■ SUPPLIED TEXT:
◇ ◇ ◇ ◇ ◇

Understanding NTFS Compression

2008-05-20

As our group’s file systems expert, I see most of the common problems associated with the use/misuse of NTFS compression. Before you check the “Compress contents to save disk space” checkbox, it might be good to understand how this affects the happy little bits, bytes, & nibbles running around on the disk.

Often backup applications receive ERROR_DISK_FULL errors attempting to back up compressed files and this causes quite a bit of confusion when there are still several gigabytes of free space on the drive. Other issues may also occur when copying compressed files. The goal of this blog is to give the reader a more thorough understanding of what really happens when you compress NTFS files.

Compression Units…

NTFS uses a parameter called the “compression unit” to define the granularity and alignment of compressed byte ranges within a data stream. The size of the compression unit is based entirely on NTFS cluster size (refer to the table below for details). In the descriptions below, the abbreviation "CU" is used to describe a Compression Unit and/or its size.

◇ ◇ ◇ ◇ ◇

■ SUPPLIED DATA:
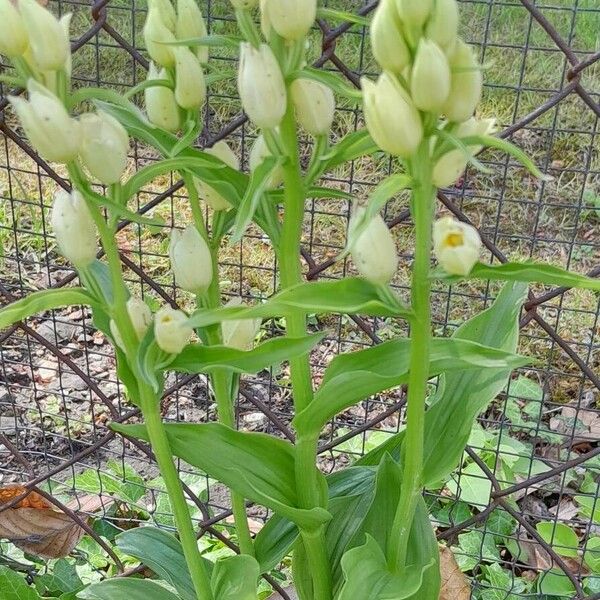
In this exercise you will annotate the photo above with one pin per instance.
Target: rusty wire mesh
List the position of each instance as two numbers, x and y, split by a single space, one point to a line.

◇ ◇ ◇ ◇ ◇

■ INSTRUCTION A: According to the NTFS compression text, what determines the size of the compression unit?
■ INSTRUCTION B: Summarize the NTFS compression text in two sentences.
■ INSTRUCTION C: Write what comes next in the NTFS compression text, starting after its final sentence.
The listing has nothing to do with the NTFS compression text.

■ EXERCISE RESPONSE A: The NTFS cluster size alone determines it.

■ EXERCISE RESPONSE B: The NTFS compression text aims to explain what really happens when NTFS files are compressed, because backup applications often get ERROR_DISK_FULL errors on compressed files even when gigabytes of free space remain on the drive. It introduces the compression unit, a parameter based entirely on cluster size that defines the granularity and alignment of compressed byte ranges within a data stream.

■ EXERCISE RESPONSE C:
The default size of the CU is 16 clusters, although the actual size of the CU really depends on the cluster size of the disk. Below is a chart showing the CU sizes that correspond to each of the valid NTFS cluster sizes.

Cluster Size	Compression Unit	Compression Unit (hex bytes)
512 Bytes	8 KB	0x2000
1 KB	16 KB	0x4000
2 KB	32 KB	0x8000
4 KB	64 KB	0x10000
8 KB	64 KB	0x10000
16 KB	64 KB	0x10000
32 KB	64 KB	0x10000
64 KB	64 KB	0x10000

Native NTFS compression does not function on volumes where the cluster size is greater than 4KB, but sparse file compression can still be used.

NTFS Sparse Files…

The Sparse Files features of NTFS allow applications to create very large files consisting mostly of zeroed ranges without actually allocating LCNs (logical clusters) for the zeroed ranges.

For the code-heads in the audience, this can be done by calling DeviceIoControl with the FSCTL_SET_SPARSE IO control code as shown below.

BOOL SetSparse(HANDLE hFile)
     {
           DWORD Bytes;
           return DeviceIoControl(hFile, FSCTL_SET_SPARSE, NULL, 0, NULL, 0, &Bytes, NULL);
     }

To specify a zeroed range, your application must then call the DeviceIoControl with the FSCTL_SET_ZERO_DATA IO control code.

BOOL ZeroRange(HANDLE hFile, LARGE_INTEGER RangeStart, LONGLONG RangeLength)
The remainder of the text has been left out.